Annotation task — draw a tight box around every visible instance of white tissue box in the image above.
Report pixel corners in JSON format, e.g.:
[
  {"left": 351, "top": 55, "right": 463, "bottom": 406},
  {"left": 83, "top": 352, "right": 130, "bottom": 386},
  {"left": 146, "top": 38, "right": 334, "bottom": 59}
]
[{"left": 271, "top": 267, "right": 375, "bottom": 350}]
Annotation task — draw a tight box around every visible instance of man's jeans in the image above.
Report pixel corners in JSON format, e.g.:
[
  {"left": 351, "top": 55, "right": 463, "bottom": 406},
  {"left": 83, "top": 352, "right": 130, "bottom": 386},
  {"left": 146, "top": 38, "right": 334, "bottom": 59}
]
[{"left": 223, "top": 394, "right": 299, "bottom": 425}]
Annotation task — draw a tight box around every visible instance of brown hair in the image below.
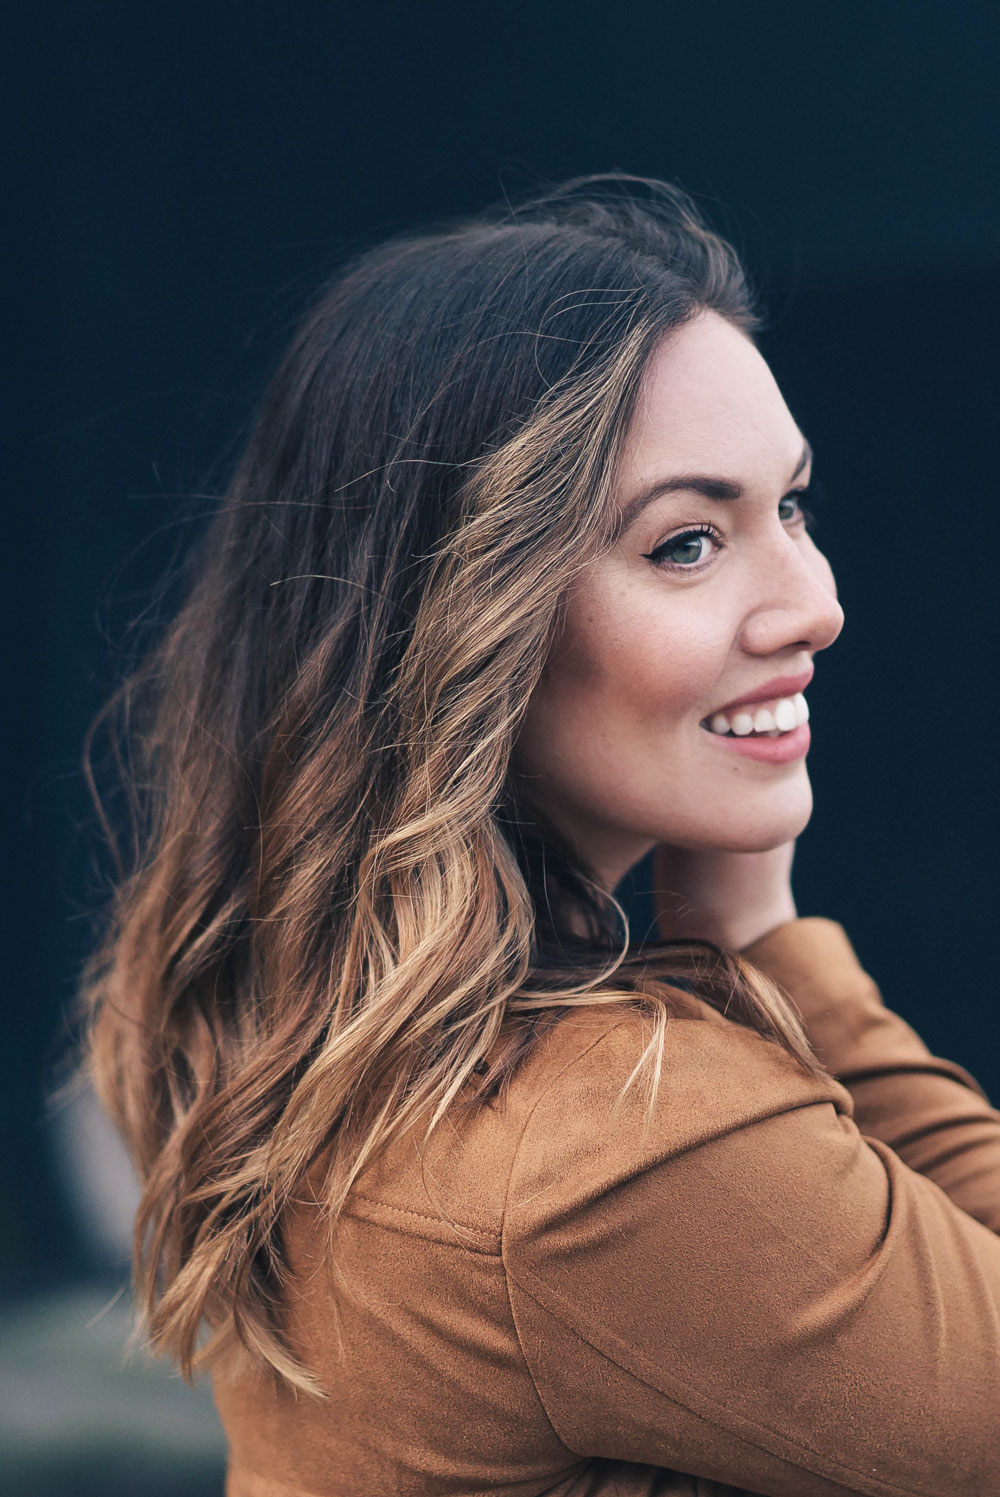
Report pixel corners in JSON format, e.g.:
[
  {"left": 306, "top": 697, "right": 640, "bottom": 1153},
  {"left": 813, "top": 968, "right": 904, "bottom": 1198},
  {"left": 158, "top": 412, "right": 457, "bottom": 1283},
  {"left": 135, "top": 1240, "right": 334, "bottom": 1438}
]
[{"left": 77, "top": 173, "right": 830, "bottom": 1394}]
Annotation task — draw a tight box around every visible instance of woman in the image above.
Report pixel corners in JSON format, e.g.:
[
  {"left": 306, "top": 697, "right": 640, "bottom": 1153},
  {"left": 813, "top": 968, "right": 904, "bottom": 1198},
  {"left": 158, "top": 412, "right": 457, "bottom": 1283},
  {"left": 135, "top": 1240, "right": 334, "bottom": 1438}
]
[{"left": 79, "top": 174, "right": 1000, "bottom": 1494}]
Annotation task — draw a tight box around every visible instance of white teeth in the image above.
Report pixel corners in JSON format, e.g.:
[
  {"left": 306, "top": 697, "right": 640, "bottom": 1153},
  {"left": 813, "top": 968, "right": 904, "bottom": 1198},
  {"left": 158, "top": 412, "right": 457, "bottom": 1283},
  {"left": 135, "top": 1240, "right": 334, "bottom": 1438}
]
[
  {"left": 774, "top": 698, "right": 798, "bottom": 732},
  {"left": 705, "top": 692, "right": 809, "bottom": 738}
]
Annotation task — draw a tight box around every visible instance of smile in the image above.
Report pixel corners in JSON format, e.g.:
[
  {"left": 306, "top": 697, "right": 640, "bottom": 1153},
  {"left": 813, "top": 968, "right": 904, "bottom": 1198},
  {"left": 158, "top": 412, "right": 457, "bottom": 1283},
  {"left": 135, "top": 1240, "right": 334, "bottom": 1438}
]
[
  {"left": 700, "top": 692, "right": 809, "bottom": 739},
  {"left": 699, "top": 702, "right": 811, "bottom": 765}
]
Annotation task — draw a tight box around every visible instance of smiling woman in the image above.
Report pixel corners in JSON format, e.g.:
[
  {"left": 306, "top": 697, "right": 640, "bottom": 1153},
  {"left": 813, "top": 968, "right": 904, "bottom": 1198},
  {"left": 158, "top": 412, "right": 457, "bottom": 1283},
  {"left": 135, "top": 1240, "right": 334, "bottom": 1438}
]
[
  {"left": 513, "top": 311, "right": 843, "bottom": 891},
  {"left": 76, "top": 173, "right": 1000, "bottom": 1495}
]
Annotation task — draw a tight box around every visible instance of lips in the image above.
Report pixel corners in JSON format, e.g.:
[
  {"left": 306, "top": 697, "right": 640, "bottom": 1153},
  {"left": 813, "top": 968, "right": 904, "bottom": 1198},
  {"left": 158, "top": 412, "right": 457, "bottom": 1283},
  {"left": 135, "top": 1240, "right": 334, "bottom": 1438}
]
[{"left": 698, "top": 666, "right": 815, "bottom": 762}]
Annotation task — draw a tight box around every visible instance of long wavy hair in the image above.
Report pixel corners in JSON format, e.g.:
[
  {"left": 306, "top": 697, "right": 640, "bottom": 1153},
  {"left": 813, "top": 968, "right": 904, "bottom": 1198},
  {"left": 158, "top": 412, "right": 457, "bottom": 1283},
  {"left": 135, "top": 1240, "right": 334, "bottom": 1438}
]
[{"left": 77, "top": 172, "right": 831, "bottom": 1395}]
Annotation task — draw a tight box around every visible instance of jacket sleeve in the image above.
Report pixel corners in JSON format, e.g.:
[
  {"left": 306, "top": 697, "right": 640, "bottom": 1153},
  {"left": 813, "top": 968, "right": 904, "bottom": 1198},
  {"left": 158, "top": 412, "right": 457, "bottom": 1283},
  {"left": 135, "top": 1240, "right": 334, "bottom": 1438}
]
[
  {"left": 741, "top": 918, "right": 1000, "bottom": 1233},
  {"left": 502, "top": 996, "right": 1000, "bottom": 1496}
]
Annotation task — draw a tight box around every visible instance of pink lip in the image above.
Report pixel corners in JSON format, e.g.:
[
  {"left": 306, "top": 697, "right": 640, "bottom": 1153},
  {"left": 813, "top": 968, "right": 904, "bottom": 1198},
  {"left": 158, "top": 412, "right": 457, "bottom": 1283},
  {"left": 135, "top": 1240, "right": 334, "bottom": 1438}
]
[
  {"left": 709, "top": 669, "right": 814, "bottom": 716},
  {"left": 703, "top": 720, "right": 811, "bottom": 763}
]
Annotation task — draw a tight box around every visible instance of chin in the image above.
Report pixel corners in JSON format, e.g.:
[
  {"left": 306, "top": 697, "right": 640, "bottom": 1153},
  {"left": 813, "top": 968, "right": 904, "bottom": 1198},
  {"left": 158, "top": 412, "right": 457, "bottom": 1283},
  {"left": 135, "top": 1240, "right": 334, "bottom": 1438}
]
[
  {"left": 722, "top": 790, "right": 813, "bottom": 852},
  {"left": 675, "top": 779, "right": 813, "bottom": 854},
  {"left": 720, "top": 824, "right": 808, "bottom": 854}
]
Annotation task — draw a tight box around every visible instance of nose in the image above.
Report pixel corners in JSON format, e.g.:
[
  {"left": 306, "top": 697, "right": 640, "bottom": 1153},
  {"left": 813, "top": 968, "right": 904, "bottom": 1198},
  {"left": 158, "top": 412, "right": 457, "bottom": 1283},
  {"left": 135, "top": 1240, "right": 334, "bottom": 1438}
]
[{"left": 738, "top": 533, "right": 844, "bottom": 659}]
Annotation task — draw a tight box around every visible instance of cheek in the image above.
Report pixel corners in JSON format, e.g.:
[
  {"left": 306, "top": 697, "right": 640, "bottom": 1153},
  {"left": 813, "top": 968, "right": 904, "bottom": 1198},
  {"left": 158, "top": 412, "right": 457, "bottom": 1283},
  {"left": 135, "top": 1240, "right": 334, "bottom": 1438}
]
[
  {"left": 535, "top": 589, "right": 730, "bottom": 739},
  {"left": 632, "top": 614, "right": 731, "bottom": 723},
  {"left": 572, "top": 575, "right": 733, "bottom": 724}
]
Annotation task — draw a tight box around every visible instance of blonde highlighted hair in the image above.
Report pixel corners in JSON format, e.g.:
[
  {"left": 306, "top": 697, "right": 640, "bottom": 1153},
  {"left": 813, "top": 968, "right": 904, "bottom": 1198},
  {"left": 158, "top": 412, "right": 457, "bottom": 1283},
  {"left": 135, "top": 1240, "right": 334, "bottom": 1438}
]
[{"left": 77, "top": 173, "right": 830, "bottom": 1394}]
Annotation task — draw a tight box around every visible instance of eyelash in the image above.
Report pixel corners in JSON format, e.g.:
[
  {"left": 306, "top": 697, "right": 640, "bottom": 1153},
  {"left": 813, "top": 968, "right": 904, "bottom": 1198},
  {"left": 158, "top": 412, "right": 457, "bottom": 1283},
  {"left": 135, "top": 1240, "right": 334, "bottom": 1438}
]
[{"left": 643, "top": 483, "right": 824, "bottom": 574}]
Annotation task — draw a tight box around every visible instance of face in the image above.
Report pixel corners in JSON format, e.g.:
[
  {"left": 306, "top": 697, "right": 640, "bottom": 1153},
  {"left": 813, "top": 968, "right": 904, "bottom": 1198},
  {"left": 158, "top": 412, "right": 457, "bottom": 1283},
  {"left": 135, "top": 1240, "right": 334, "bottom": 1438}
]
[{"left": 512, "top": 309, "right": 844, "bottom": 892}]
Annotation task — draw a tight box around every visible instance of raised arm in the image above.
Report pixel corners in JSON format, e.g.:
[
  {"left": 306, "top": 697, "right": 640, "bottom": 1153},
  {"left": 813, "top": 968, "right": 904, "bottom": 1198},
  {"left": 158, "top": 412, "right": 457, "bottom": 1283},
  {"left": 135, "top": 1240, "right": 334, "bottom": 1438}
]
[
  {"left": 650, "top": 839, "right": 1000, "bottom": 1232},
  {"left": 742, "top": 917, "right": 1000, "bottom": 1233}
]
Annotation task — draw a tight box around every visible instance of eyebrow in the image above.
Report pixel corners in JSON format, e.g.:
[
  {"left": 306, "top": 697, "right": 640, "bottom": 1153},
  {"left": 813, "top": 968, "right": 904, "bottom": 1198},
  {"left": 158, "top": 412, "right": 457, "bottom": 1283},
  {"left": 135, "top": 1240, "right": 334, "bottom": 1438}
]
[{"left": 618, "top": 438, "right": 814, "bottom": 533}]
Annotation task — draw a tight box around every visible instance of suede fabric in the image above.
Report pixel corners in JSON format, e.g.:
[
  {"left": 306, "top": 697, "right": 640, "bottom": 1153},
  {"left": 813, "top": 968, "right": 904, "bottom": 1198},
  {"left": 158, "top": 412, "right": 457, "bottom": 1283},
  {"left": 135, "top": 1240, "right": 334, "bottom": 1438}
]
[{"left": 212, "top": 915, "right": 1000, "bottom": 1495}]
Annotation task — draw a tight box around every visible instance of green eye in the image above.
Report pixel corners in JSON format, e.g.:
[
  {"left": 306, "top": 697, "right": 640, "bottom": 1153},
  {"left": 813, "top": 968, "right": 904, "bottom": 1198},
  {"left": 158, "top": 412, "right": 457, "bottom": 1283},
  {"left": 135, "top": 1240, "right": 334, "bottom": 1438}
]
[
  {"left": 664, "top": 535, "right": 709, "bottom": 562},
  {"left": 781, "top": 482, "right": 823, "bottom": 532},
  {"left": 645, "top": 523, "right": 721, "bottom": 573}
]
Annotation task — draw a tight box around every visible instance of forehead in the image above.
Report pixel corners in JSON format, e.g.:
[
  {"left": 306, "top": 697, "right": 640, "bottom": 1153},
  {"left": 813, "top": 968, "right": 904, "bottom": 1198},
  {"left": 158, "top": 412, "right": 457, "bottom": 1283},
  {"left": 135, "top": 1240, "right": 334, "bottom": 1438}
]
[{"left": 620, "top": 311, "right": 804, "bottom": 484}]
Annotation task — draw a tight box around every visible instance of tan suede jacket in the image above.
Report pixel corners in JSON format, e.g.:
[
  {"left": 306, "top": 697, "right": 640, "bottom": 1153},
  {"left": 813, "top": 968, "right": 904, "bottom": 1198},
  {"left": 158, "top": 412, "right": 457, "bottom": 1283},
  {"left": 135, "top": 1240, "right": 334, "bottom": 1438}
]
[{"left": 212, "top": 915, "right": 1000, "bottom": 1496}]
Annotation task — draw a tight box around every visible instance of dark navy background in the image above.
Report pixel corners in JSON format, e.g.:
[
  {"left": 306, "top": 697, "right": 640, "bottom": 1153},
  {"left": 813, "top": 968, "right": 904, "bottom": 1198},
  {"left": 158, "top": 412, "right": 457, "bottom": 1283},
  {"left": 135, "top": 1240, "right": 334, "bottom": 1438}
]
[{"left": 10, "top": 0, "right": 1000, "bottom": 1297}]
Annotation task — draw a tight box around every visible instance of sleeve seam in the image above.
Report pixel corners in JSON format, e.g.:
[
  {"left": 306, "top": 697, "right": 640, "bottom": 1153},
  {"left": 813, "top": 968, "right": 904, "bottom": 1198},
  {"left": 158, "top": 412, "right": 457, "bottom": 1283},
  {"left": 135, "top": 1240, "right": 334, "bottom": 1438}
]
[{"left": 507, "top": 1268, "right": 935, "bottom": 1497}]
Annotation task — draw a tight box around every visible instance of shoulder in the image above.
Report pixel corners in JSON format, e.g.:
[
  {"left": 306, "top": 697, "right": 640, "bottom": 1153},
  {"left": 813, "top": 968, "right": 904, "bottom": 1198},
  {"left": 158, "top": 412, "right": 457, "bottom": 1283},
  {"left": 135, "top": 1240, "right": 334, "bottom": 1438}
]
[
  {"left": 513, "top": 988, "right": 849, "bottom": 1135},
  {"left": 504, "top": 993, "right": 853, "bottom": 1234},
  {"left": 338, "top": 993, "right": 848, "bottom": 1251},
  {"left": 497, "top": 990, "right": 1000, "bottom": 1493}
]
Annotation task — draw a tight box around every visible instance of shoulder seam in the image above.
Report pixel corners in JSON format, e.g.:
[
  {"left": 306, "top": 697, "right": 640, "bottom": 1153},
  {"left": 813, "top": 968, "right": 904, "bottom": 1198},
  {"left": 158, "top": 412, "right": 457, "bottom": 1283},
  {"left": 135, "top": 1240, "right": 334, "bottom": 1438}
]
[
  {"left": 343, "top": 1191, "right": 500, "bottom": 1249},
  {"left": 506, "top": 1270, "right": 927, "bottom": 1497}
]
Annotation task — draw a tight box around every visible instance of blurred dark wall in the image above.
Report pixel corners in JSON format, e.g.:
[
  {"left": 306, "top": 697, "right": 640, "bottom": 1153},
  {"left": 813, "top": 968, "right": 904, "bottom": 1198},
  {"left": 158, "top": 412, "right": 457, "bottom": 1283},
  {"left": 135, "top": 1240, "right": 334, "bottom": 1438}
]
[{"left": 8, "top": 0, "right": 1000, "bottom": 1286}]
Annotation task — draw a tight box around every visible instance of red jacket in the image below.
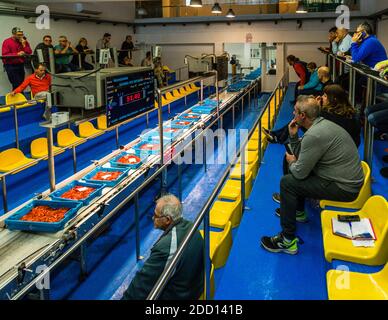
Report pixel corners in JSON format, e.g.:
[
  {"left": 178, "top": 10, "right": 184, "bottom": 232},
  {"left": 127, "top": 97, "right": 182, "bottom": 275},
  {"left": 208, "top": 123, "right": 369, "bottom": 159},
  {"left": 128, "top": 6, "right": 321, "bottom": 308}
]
[
  {"left": 2, "top": 37, "right": 32, "bottom": 65},
  {"left": 13, "top": 73, "right": 51, "bottom": 96},
  {"left": 293, "top": 62, "right": 308, "bottom": 85}
]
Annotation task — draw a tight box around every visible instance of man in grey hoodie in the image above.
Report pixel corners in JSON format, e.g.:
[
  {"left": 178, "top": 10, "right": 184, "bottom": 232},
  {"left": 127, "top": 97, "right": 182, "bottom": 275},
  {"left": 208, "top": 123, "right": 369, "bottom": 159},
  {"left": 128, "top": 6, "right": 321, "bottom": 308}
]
[{"left": 261, "top": 95, "right": 364, "bottom": 255}]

········

§ What you have to do
Among the lines above, count those containing the word "below" and give nothing but the result.

§ Task output
2